**EXTRAIT RETENU**
======

Se distraire pour oublier une parenthèse de temps la folie meurtrière de notre bien misérable espèce humaine. La guerre des Cent ans israélo-palestinienne vient encore de faucher quelques vies. Rien, jamais, ne justifiera que le sang coule et que les vies soient sacrifiées. Tant que ce paramètre de hiérarchisation éthique ne prévaudra pas, on ne pourra entrevoir un quelconque progrès de civilisation. Fric et religion : les voies du pire pour le pouvoir procuré.

Dimanche 25 mai, vers 1h30
Une semaine sans écrire, voilà qui devient rare ! Seul dans mon dodo, alors que ma BB trime, je profite de cette veillée tardive après quelques inconsistances échangées sur le tchat.
Plus efficace que l’évanescente Al Quaida, plus démonstrative que l’armada américaine, dame Nature a grimpé l’échelle de Richter pour créer le chaos et plusieurs milliers de victimes, mortes ou blessées. L’Algérie, tout comme la Turquie quelques années plus tôt, panse ses plaies dans la désorganisation étatique et la carence des moyens de secours. En outre, des promoteurs immobiliers ont été les complices du tremblement en lui offrant des immeubles fragilisés par les économies faites sur leur construction.

Lundi 26 mai, vers 0h30
Ma tendre toujours sur la brèche alors que j’essaye de me croire inspiré à l’horizontal. Pas très turgide le gars, à première vue. Ne pas s’acharner et revenir à une démarche plus simple et plus saine…
Juin approche et rien n’annonce la publication du Gâchis… j’aurais mieux fait de conserver l’info pour moi tant que l’ouvrage n’était pas effectivement sorti. A trop étaler des perspectives irréalisées, je dois apparaître un peu léger ou incapable d’obtenir les choses promises.
Là, c’est vrai, je n’irai jamais réclamer quoi que ce soit à Heïm. Plus aucune relation d’attente. Je demeure juste attentif à la réalisation d’une promesse vieille de presque trois ans. Que cela aboutisse ne serait que normalité ; si cela rejoignait les oubliettes, je me conforterais dans la défiance pour cet univers.
Rabâcher, un peu limité comme inspiration.
Petite semaine professionnelle avant un séjour avec BB, Jim et Aurélia à Fontès. Cette visite de mon frère et de sa dulcinée m’enchante. J’aurais le temps de leur révéler les charmes de Lyon avant la route vers la Provence et grand-mère dans sa quatre-vingt onzième année.
Il faudra que je demande à Jim comment il a ressenti les retrouvailles avec Sally.
Fréquence Jazz diffuse quelques douceurs mélodiques, mais cela ne suffit pas pour attiser la bonne veine littéraire. L’impression d’un noircissement machinal s’exacerbe un peu plus les lignes passant. Mais quoi, alors ? Abandonner ce griffonnage pour une nuit à ellipses ? Soit. Revenir pour de plus pressantes occasions.

======

**CONTENU DES DONNÉES**

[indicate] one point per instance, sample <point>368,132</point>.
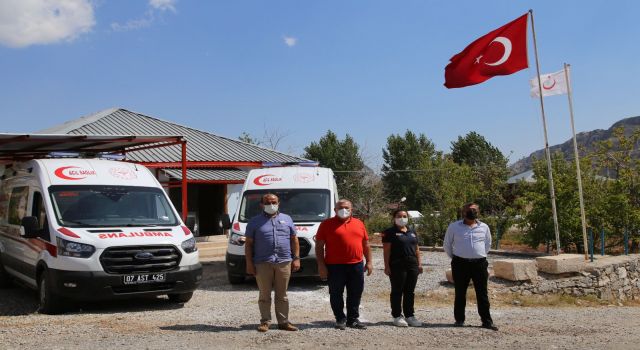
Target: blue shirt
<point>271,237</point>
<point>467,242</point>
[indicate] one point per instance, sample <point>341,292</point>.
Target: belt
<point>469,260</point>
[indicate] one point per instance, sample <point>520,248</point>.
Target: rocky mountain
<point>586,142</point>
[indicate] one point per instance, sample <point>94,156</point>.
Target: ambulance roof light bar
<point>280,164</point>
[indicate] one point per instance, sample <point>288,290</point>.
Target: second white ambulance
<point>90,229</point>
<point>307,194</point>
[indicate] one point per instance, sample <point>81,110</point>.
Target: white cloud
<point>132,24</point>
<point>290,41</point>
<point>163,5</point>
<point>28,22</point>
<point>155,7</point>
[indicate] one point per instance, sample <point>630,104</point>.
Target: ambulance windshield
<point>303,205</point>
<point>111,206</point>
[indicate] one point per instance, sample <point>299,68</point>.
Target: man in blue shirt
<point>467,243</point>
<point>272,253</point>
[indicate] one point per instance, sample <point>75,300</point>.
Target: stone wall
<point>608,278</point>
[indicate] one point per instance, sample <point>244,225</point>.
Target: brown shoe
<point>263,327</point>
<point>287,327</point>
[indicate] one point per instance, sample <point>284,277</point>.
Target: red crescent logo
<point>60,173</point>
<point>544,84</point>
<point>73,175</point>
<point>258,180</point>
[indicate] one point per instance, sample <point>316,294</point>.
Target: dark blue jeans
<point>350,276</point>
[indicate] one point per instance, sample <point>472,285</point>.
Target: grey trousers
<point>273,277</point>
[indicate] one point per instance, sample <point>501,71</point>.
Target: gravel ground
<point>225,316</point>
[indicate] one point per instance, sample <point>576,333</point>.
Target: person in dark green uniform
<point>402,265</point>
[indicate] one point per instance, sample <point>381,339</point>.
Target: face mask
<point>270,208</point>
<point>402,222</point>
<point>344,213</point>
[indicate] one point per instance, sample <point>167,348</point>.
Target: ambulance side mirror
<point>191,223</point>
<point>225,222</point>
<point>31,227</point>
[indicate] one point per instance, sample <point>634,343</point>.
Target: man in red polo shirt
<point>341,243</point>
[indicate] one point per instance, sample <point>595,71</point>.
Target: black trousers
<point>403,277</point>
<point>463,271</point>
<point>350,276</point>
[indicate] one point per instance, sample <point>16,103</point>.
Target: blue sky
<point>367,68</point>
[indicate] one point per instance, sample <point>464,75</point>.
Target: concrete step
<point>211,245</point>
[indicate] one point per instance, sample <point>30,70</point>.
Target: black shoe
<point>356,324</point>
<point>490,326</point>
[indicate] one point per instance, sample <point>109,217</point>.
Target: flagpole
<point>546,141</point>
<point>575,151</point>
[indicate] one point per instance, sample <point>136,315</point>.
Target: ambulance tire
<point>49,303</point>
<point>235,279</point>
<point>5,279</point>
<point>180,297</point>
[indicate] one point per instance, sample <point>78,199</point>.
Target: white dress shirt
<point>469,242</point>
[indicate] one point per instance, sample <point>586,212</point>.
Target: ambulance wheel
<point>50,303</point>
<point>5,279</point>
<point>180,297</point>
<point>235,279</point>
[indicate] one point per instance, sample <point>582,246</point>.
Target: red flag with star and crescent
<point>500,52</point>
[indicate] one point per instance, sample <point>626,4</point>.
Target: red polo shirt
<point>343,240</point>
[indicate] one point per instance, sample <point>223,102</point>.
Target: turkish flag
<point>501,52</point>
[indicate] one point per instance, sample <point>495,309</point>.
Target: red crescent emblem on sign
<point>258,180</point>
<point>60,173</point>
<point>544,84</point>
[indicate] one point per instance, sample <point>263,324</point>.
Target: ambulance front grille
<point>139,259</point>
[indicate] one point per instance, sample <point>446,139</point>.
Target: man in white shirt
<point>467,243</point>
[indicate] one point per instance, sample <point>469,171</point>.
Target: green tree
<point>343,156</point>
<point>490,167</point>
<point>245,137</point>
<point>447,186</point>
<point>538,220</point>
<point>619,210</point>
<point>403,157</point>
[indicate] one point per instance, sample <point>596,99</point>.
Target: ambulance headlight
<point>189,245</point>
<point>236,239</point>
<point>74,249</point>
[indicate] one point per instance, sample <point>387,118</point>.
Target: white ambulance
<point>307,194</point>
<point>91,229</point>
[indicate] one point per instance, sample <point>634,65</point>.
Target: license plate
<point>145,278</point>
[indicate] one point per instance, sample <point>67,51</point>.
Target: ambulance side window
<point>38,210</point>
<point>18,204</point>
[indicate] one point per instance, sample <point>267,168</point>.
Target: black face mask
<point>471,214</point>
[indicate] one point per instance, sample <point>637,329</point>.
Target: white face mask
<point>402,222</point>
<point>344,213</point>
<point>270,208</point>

======

**À FAIRE**
1. Recopiez le passage de l'extrait retenu allant de « Là, c’est vrai, je » jusqu'à « pour cet univers. » inclus.
2. D'après l'extrait retenu, avec qui le séjour à Fontès est-il prévu ?
3. Poursuivez l'extrait retenu, ce journal intime de fin mai, à la suite de sa dernière phrase.

**RÉPONSES PAR TÂCHE**
1.
Là, c’est vrai, je n’irai jamais réclamer quoi que ce soit à Heïm. Plus aucune relation d’attente. Je demeure juste attentif à la réalisation d’une promesse vieille de presque trois ans. Que cela aboutisse ne serait que normalité ; si cela rejoignait les oubliettes, je me conforterais dans la défiance pour cet univers.

2. Avec BB, Jim et Aurélia.

3.
23h50. Les parallèles de l’actualité dans le sordide domaine des catastrophes naturelles, mais totalement dénuées de charme, soulignent l’inégalité cruelle des pays pauvres ou riches. L’Algérie aligne plus de onze mille victimes (décédées ou blessées) alors que le Japon ne déplore, pour un tremblement à l’intensité légèrement supérieure, que soixante-douze blessés. Le je m’en foutisme immobilier d’un côté, le sérieux et l’effectivité des normes antisismiques dans le bâtiment de l’autre. (N’oublions pas, cependant, les six mille morts de Kobé qui relativisent l’efficacité de ces efforts face aux déchaînements des plaques.) Et lorsqu’à cette injustice, somme toute humaine, s’ajoutent des facteurs physiques et géologiques pour expliquer la différence de portée de ces deux frottements cataclysmiques, le contraste entre les deux régions du monde en devient d’autant plus cynique. Malheureuse Algérie, victime des hommes et de la nature… à moins d’y voir une sentence divine…

Jeudi 29 mai, 0h30
Face aux braillards inconséquents de la rue, je trouve un certain panache au Raffarin. Passé chez notre institution journalistique, l’inaltérable Poivre d’Arvor, le Premier ministre a communiqué très limpidement, sans pathos excessif, sans technocratisme rébarbatif, mais en remettant les réformes vitales proposées en perspective : une réforme des retraites, étalées sur dix-sept ans, ne peut s’assimiler à un coup de massue ou de poignard comme le beuglent les fonctionnaires grévistes. A ne revendiquer que pour la sauvegarde de leurs illégitimes privilèges et faire accroire qu’ils se battent aussi pour le secteur privé, les employés à vie confirment la pesanteur pachydermique du système public. Le corps enseignant du public abonde dans cette sale manie de rejeter tout changement au nom d’un ensemble disparate dont le socle commun fantasme dans des interprétations abusives des intentions du gouvernement. Les mises au point ont donc été faites, ce qui ne calmera pas les excités sociaux.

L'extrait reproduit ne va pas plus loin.